___ Dataset records ___

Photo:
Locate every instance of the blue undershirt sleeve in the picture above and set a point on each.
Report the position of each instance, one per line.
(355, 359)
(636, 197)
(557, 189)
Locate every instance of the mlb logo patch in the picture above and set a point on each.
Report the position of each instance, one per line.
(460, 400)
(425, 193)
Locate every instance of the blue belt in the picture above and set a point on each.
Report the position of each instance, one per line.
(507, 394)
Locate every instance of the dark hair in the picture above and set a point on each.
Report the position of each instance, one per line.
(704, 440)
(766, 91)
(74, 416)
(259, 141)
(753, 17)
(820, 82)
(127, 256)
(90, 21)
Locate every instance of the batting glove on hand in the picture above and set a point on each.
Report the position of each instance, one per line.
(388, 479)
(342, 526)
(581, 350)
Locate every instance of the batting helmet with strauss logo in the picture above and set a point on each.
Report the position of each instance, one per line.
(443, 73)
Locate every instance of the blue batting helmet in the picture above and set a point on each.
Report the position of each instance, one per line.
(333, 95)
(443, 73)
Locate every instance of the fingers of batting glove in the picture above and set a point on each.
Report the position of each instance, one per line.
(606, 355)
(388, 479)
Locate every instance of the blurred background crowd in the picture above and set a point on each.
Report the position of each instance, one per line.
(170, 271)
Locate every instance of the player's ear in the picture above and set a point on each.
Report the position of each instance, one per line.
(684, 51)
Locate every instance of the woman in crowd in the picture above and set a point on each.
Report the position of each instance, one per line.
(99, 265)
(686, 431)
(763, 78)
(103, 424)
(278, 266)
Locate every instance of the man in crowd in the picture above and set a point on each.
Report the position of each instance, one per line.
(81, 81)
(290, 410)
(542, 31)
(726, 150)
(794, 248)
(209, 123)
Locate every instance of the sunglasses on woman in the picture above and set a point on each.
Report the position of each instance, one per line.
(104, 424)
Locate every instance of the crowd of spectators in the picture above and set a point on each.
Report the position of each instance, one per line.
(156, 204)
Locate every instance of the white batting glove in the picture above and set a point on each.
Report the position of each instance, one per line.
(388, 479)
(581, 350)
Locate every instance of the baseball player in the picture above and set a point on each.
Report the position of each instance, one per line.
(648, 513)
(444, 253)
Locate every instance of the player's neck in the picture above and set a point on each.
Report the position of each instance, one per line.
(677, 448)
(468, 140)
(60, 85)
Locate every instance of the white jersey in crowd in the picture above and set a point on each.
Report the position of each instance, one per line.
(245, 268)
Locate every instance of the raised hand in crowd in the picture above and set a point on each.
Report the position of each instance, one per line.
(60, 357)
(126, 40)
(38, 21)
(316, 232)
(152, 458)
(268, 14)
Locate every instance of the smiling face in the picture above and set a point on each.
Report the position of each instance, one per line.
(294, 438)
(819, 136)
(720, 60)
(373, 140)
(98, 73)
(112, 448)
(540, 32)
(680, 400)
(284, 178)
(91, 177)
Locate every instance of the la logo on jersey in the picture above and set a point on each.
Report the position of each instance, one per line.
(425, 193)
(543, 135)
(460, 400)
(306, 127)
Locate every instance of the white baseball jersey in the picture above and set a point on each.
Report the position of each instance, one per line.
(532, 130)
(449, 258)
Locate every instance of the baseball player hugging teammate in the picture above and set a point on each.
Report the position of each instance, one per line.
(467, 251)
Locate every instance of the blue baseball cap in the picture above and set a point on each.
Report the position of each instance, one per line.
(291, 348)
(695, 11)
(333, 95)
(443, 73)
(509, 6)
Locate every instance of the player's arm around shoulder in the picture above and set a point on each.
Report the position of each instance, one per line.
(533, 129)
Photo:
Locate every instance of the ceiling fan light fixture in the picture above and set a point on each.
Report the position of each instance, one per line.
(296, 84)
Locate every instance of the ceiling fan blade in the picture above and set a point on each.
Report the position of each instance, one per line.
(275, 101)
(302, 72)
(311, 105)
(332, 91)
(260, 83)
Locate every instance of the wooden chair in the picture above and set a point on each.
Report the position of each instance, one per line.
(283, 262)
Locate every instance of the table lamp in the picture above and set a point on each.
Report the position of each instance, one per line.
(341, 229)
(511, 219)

___

What to produce: Gather all lines with the string "baseball" from the data.

Response below:
Locate every instance of the baseball player in the picture above and set a point on each.
Locate every instance of the white baseball jersey in the picture above and set a point on each.
Locate every instance of the baseball player hugging teammate in the picture above and set a point on each.
Locate every instance of the blue baseball cap in the picture above and set a point on each.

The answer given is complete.